* [Text segment]:


==Adaptations==
The plot has often been adapted, in whole or in part, for films and other media:
- In 1928, a silent film version was The Woman Disputed by Henry King and Sam Taylor.
- In 1932, Shanghai Express by Josef von Sternberg, starring Marlene Dietrich, was loosely based on the story, with significant changes.
- In 1934, the Moscow Art Players, under the auspices of the Soviet studio Mosfilm, produced a silent film version of "Boule de Suif" called Pyshka (Dumpling). It was adapted and directed by Mikhail Romm and starred Galina Sergeyеva. The film was re-released by Mosfilm in 1955 with a narration and sound effects added to it, but remained unknown outside of Russia until its belated premiere in New York in 1958. New York Times reviewer Howard Thompson describes the film as "little more than a musty curio" but with a storyline that "is still pretty wonderful as a yarn and a scathing commentary on hypocrisy and selfishness"
- In 1935, Kenji Mizoguchi made Maria no Oyuki (Oyuki the Virgin).
- Of his 1939 film Stagecoach, John Ford said it was "really 'Boule de Suif'" and McBride attributes the "film's sharp social criticism" to its being "more deeply influence[d] by Maupassant" than by Ernest Haycox's 1937 short story "The Stage to Lordsburg" that established the framework of the film itself.
- In 1940, Irish playwright Lennox Robinson adapted the story for the stage under the name Roly Poly. The production premiered at the Gate Theatre in November 1940. The production was directed by Hilton Edwards.
- In 1943, a remake of Shanghai Express by Ralph Murphy was called Night Plane from Chungking.
- In 1944, Hollywood director Robert Wise undertook a project for RKO Radio Pictures titled Mademoiselle Fifi, based on two of Maupassant's short stories, "Boule de Suif" and the 1882 "Mademoiselle Fifi". This version starred Simone Simon as Elizabeth Bousset, who is the "little laundress" of the short story "Mademoiselle Fifi" rather than the prostitute of "Boule de Suif", and the dandified and lecherous lieutenant is played by Kurt Kreuger.
- In 1944, the Mexican film The Escape directed by Norman Foster was set during the French Intervention in Mexico.
- In 1945, a French film version was released as Boule de Suif, released in the US in 1947 as Angel and Sinner. This film directed by Christian-Jaque, based on a screenplay by Henri Jeanson and starring Micheline Presle and Louis Salou, also imported much of the character of the lecherous Prussian soldier from the Maupassant story "Mademoiselle Fifi".
- In 1951, Peking Express by William Dieterle was an American remake of Night Plane from Chungking.
- The 1959 episode, "Lady on the Stagecoach" from the American television series Have Gun Will Travel, with Richard Boone as Paladin, was based on "Boule de Suif". The half-hour episode transposed the scene from France to the Western US in 1868. In this version, the young woman was the daughter of an Apache chief. Her suitor was the leader of an outlaw gang. The outlaw is foiled in his attempt to abduct the woman by Paladin. In an added twist, the young woman forgives the outlaw leader for trying to abduct her and tells Paladin to let him go, because, she says, "He said he had respect for me."

* [Required action]:
State whether each statement below agrees with the text on adaptations, answering yes or no and quoting the deciding words of the text: (a) Mikhail Romm directed the 1934 film Pyshka; (b) Lennox Robinson directed the 1940 stage production Roly Poly; (c) the 1959 episode "Lady on the Stagecoach" moved the setting to the Western US in 1868.

* [Record extracts]:

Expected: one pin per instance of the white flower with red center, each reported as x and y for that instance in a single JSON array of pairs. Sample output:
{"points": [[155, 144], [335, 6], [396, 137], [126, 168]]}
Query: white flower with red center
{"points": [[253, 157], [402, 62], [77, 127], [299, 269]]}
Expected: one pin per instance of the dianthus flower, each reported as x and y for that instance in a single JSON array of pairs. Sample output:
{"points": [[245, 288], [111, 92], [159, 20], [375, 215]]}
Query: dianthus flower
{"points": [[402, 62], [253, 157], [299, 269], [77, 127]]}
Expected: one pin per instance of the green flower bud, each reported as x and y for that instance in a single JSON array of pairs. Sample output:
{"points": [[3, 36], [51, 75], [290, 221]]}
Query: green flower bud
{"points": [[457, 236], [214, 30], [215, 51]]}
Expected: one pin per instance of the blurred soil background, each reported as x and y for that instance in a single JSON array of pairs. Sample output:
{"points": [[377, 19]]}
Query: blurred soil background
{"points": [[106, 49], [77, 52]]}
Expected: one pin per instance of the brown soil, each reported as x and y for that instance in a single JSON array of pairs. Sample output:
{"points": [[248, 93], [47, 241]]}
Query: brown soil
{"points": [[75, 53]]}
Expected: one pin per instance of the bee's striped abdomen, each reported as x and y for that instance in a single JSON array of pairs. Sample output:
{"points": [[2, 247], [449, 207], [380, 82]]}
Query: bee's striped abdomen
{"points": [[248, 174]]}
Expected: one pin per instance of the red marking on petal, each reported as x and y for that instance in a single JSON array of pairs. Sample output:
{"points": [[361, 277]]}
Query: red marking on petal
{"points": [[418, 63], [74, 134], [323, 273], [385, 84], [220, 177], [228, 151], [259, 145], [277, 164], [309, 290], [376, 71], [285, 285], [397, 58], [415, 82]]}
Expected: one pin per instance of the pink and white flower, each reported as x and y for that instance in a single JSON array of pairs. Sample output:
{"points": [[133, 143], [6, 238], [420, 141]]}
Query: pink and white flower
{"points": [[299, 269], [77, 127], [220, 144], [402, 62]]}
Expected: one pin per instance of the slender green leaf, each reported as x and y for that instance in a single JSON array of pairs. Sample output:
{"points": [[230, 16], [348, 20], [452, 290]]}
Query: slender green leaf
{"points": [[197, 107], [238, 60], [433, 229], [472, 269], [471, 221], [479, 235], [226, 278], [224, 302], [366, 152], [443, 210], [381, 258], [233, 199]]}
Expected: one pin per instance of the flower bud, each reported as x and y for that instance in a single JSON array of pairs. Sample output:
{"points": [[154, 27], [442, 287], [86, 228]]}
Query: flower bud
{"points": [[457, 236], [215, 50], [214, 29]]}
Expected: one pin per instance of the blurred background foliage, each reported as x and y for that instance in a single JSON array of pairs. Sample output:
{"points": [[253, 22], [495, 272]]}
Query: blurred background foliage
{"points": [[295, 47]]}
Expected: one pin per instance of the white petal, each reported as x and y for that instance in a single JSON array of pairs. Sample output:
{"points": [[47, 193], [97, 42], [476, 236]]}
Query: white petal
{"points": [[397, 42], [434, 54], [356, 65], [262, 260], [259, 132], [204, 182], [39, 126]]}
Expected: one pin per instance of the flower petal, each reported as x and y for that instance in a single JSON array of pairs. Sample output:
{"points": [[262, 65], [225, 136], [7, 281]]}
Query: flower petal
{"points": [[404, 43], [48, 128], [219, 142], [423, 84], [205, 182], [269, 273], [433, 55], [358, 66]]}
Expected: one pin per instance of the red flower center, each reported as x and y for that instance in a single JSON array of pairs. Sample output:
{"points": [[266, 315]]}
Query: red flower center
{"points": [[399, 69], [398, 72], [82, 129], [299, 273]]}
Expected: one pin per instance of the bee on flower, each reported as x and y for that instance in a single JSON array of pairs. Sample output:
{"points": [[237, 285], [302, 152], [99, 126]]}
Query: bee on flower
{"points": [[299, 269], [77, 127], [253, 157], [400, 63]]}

* [Answer]:
(a) Yes: "It was adapted and directed by Mikhail Romm"
(b) No: "The production was directed by Hilton Edwards."
(c) Yes: "The half-hour episode transposed the scene from France to the Western US in 1868."